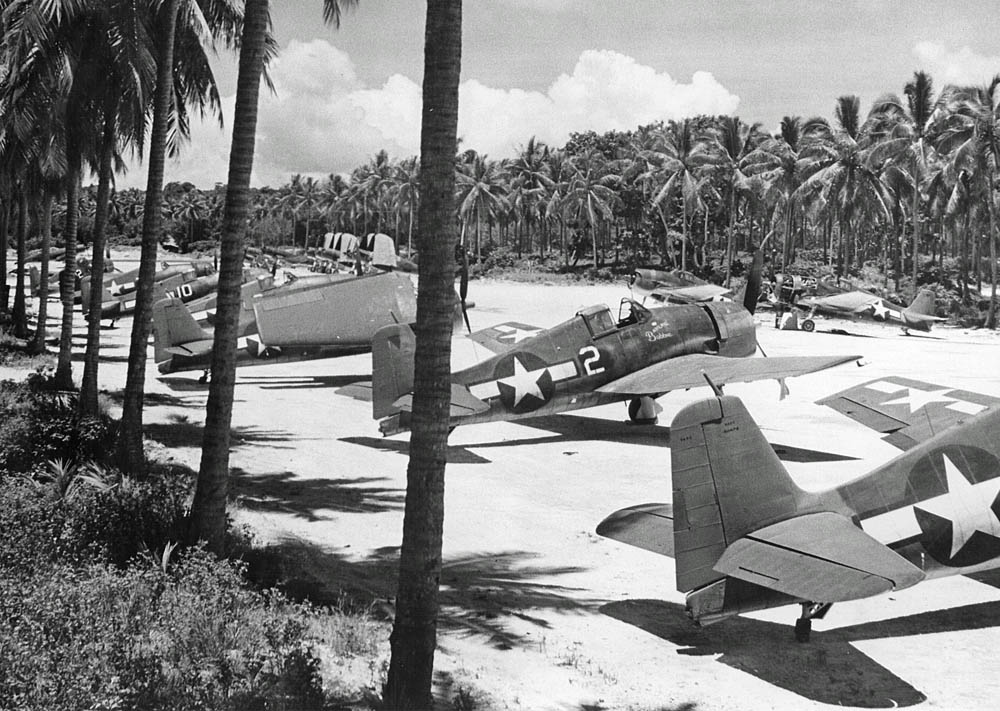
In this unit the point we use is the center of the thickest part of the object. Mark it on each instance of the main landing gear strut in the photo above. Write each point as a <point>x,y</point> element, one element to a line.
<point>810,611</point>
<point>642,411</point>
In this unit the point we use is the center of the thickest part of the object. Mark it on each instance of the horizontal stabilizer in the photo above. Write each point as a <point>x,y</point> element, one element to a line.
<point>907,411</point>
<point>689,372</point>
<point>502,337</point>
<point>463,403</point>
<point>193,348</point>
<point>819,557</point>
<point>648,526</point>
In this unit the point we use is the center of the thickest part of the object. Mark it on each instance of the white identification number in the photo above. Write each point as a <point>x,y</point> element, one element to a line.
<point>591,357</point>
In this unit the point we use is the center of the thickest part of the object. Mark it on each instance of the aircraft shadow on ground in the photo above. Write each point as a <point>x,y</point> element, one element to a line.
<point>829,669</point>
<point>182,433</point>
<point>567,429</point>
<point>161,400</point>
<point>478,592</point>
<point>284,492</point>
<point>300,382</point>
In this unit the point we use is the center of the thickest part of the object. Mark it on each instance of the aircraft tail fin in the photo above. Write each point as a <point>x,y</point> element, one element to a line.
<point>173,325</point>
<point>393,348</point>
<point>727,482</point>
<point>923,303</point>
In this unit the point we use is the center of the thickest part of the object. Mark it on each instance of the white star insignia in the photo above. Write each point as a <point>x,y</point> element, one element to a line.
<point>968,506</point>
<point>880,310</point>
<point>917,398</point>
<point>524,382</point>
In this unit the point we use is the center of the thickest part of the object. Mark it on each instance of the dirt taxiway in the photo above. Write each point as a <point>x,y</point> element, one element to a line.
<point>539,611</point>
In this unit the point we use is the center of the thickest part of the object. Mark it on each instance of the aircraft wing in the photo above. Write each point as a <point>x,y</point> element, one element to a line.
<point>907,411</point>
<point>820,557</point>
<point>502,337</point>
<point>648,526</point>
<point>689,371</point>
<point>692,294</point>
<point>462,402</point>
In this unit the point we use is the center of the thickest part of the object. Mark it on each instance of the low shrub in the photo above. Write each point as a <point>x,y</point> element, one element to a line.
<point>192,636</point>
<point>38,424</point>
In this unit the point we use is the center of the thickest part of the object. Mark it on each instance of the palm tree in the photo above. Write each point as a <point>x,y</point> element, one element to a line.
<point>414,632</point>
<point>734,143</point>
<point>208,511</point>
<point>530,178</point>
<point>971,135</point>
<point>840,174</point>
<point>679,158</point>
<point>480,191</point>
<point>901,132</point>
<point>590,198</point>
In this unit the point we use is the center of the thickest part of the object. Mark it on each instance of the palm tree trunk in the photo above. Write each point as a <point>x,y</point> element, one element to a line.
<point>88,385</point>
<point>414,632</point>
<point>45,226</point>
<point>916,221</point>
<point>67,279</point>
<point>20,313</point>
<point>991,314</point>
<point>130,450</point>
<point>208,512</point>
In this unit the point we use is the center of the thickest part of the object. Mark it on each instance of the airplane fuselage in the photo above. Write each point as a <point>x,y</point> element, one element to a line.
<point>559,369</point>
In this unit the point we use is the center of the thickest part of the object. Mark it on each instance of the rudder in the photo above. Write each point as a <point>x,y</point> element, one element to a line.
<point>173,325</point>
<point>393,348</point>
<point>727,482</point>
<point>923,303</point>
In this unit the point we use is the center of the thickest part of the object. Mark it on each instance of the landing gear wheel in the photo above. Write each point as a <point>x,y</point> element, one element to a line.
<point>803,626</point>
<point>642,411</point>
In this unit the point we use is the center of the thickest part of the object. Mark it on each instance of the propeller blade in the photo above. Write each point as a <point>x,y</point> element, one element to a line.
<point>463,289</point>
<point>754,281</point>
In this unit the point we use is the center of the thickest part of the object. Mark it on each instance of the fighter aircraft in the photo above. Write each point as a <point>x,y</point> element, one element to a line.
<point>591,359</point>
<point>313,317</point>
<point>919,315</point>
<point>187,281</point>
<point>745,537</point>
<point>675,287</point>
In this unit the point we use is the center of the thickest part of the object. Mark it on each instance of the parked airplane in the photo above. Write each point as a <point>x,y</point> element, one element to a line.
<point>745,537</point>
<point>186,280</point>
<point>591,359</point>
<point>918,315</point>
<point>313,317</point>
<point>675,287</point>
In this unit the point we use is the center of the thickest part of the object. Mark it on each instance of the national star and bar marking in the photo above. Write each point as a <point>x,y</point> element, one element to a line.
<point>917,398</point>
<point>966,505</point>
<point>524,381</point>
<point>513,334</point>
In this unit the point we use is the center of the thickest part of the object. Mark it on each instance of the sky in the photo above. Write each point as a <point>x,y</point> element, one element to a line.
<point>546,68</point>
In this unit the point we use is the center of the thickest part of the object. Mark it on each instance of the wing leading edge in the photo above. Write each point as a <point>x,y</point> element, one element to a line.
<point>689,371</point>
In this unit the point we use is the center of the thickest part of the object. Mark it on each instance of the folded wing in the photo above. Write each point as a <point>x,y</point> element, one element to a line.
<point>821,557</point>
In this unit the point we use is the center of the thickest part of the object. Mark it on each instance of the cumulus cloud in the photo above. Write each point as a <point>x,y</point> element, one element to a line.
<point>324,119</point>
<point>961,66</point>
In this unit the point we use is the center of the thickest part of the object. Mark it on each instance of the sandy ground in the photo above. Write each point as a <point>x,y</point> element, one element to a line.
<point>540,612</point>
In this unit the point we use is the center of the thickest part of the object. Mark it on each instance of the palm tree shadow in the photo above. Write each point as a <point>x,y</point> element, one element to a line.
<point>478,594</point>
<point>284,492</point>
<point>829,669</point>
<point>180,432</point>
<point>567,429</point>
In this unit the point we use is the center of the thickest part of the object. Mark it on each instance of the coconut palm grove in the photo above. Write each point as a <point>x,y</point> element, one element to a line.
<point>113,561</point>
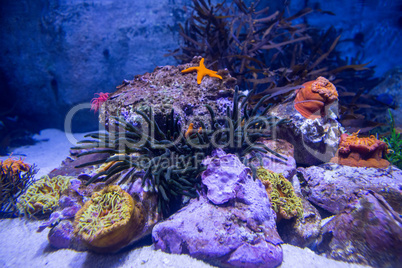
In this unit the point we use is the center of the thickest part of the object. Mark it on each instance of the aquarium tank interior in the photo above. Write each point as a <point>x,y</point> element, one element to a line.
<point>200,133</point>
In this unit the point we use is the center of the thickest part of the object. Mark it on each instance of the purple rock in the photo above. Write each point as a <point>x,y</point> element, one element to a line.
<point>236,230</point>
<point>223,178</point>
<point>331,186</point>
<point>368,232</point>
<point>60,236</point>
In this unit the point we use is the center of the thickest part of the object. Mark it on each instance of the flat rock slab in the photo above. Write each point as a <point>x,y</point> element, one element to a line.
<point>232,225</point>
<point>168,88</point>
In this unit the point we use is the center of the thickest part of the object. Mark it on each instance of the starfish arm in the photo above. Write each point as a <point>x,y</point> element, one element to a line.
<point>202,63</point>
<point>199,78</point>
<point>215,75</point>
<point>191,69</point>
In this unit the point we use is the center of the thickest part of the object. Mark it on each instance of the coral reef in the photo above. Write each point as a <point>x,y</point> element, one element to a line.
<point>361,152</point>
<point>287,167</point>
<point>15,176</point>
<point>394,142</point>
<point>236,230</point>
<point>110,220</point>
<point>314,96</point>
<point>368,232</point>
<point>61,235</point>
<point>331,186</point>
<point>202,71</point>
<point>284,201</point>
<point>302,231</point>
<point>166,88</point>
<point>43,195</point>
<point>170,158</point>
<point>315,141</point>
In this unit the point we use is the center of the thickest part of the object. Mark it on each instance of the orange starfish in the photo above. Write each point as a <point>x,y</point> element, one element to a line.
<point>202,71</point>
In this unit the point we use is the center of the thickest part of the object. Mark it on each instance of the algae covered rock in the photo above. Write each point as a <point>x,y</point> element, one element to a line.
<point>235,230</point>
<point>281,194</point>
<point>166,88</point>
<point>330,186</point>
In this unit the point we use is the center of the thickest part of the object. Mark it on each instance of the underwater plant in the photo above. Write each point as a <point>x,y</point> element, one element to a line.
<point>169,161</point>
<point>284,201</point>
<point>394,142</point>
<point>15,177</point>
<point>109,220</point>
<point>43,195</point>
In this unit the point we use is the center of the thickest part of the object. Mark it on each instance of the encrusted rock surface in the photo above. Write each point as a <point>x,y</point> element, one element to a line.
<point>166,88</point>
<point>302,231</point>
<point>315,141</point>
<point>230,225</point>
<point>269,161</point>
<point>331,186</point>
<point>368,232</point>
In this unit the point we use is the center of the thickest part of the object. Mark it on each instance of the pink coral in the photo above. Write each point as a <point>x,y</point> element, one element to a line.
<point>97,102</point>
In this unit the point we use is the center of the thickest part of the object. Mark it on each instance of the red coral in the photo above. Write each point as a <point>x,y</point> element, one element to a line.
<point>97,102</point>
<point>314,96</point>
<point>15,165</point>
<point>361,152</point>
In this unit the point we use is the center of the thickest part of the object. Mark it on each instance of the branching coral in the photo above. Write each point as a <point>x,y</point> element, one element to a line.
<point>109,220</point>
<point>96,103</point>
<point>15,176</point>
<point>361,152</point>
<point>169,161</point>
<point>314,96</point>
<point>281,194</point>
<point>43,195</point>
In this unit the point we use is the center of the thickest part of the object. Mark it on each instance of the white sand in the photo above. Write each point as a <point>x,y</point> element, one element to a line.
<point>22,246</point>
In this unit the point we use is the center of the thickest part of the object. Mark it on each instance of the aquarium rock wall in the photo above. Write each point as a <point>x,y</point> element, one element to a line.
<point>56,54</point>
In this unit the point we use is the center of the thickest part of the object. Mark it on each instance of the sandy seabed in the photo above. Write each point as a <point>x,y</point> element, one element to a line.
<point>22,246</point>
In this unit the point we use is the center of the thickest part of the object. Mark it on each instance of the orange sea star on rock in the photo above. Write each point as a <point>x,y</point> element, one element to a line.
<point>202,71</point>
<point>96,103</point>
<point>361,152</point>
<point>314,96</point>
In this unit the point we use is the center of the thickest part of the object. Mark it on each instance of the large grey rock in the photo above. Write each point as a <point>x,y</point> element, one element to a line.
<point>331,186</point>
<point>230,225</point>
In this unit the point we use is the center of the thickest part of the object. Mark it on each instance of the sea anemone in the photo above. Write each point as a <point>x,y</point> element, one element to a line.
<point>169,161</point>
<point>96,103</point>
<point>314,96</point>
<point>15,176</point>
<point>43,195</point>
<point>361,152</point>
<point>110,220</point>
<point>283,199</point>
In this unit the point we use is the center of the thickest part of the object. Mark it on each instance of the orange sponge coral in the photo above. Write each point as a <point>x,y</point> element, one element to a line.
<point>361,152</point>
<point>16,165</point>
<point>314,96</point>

=====

Your output should be the lines from the one with "of the large" through the last line of the entries above, copied exactly and nothing more.

__Your solution__
In this unit the point we use is the center of the thickest part of the object. Mark it on each instance of the large grey rock in the photo above. Write each point as a <point>x,y</point> element, one element to a line.
<point>331,186</point>
<point>230,225</point>
In this unit the point we use is the center of the thickest part of the object. Mark it on each instance of the sea anemone in the photo above. Write each point as a <point>x,y</point> element, one element to a line.
<point>169,161</point>
<point>96,103</point>
<point>314,96</point>
<point>15,176</point>
<point>43,195</point>
<point>361,152</point>
<point>110,220</point>
<point>283,199</point>
In this unit the point we use is the center of the thickest part of the object. Mark it on each instance of the orange sponge coral in the photo above. Write each point as a <point>x,y</point> element, one element to a line.
<point>361,152</point>
<point>16,165</point>
<point>314,96</point>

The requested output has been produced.